Task directions. From first line to last, the records below are to be duplicated exactly.

Extracted entries START

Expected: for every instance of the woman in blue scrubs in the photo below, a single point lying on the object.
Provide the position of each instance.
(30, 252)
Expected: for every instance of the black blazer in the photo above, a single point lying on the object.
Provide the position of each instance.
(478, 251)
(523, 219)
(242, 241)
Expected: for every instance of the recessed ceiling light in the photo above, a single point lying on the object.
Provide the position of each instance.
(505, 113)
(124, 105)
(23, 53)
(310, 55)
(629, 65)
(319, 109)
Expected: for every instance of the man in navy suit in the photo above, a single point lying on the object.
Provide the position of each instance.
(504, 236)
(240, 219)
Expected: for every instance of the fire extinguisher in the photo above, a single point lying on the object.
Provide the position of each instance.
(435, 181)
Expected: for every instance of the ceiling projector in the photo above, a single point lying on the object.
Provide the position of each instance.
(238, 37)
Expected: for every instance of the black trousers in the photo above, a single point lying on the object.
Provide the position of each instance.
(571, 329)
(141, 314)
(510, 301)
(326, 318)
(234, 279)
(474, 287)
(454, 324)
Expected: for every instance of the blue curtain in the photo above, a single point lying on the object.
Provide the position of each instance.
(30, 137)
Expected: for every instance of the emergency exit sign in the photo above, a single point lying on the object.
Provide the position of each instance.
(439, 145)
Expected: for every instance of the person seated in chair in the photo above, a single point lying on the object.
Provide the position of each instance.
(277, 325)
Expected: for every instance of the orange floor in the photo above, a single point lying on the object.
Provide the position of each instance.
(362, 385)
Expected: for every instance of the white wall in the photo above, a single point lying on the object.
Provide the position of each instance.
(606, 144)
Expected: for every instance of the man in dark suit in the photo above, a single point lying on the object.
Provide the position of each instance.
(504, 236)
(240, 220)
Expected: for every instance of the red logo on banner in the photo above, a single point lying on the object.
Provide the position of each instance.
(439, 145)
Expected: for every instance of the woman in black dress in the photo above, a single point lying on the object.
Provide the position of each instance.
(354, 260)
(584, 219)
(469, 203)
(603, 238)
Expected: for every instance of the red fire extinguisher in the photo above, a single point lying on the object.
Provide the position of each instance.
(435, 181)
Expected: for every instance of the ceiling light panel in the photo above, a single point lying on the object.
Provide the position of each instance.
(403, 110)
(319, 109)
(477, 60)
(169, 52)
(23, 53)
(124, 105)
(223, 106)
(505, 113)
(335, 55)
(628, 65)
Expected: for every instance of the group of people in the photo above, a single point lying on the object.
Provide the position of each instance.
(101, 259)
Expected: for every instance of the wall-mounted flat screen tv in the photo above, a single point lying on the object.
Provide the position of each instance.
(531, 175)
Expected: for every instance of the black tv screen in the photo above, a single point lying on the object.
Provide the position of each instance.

Extracted entries END

Output below.
Expected: for every instance of the woman in blue scrubs in the photo below, a single point lying on the object.
Provide the position of each instance.
(30, 252)
Expected: for every instance of the black blazer in the photo above, a single point lying on the object.
Provide the position of each instance.
(478, 251)
(523, 219)
(242, 241)
Expected: for every instance of the recessed ceiling light in the photo above, a single point lying on the object.
Provide the position of each instance.
(505, 113)
(124, 105)
(23, 53)
(310, 55)
(629, 65)
(319, 109)
Expected: for every instance of the man in navy suit in the photo above, a single point lying on the object.
Provide the position of each instance.
(504, 236)
(240, 219)
Expected: for every instance of the fire extinguisher in the photo above, a single point lying on the object.
Provide the position of each instance.
(435, 181)
Expected: for every instance of the ceiling projector in the photo above, a single point lying on the object.
Provide the position of each instance.
(238, 37)
Expected: for every instance of the black trousers in the photo above, a single point lying on the object.
Provide the position of each instance.
(571, 329)
(141, 314)
(510, 301)
(326, 318)
(234, 279)
(474, 287)
(454, 324)
Expected: for every instance of the blue curtain in the photo above, a single point lying on the object.
Provide the position of each instance.
(30, 137)
Expected: for every instance of the emergency exit sign in the photo above, a single point lying on the object.
Provide the position of each instance.
(439, 145)
Expected: for every instance of the person seated in chair in the photo above, a single point lying on the object.
Provide the position of each instance.
(277, 325)
Expected: for every instance of the orange floor in the photo above, a single point lying on the object.
Provide the position of each instance.
(362, 385)
Expected: for every instance of the white wall in the photo above, a single point lying on the object.
Provide the position of each instance.
(606, 144)
Expected: for every instance of the man in dark suit in the photo above, a single point lying on the object.
Provide the position of each instance.
(504, 236)
(240, 220)
Expected: for every instance of the red logo on banner in the photo above, a single point lying on the object.
Provide the position of each instance.
(439, 145)
Expected: for every instance of the woman in black dress in the photo above, a single point lying on the object.
Provide the position of each instance.
(354, 260)
(584, 219)
(469, 203)
(603, 238)
Expected: for every instance of the red fire extinguisher in the photo above, a single point lying on the object.
Provide the position of each instance.
(435, 181)
Expected: for every instance of the ceiling light panel in the photo above, a single point lying on the object.
Provide the position of each instance.
(403, 110)
(319, 109)
(477, 60)
(169, 52)
(23, 53)
(124, 105)
(223, 106)
(505, 113)
(335, 55)
(628, 65)
Expected: for every instance of the group of people in the photo above, a single point lying on the object.
Provide the position of each instance.
(101, 259)
Expected: for every instance of the wall-mounted flat screen tv in the photo above, a single point lying on the object.
Provide the position of each instance.
(531, 175)
Expected: for every instance of the black tv screen in the photo above, a single point lying on the object.
Provide the position of each instance.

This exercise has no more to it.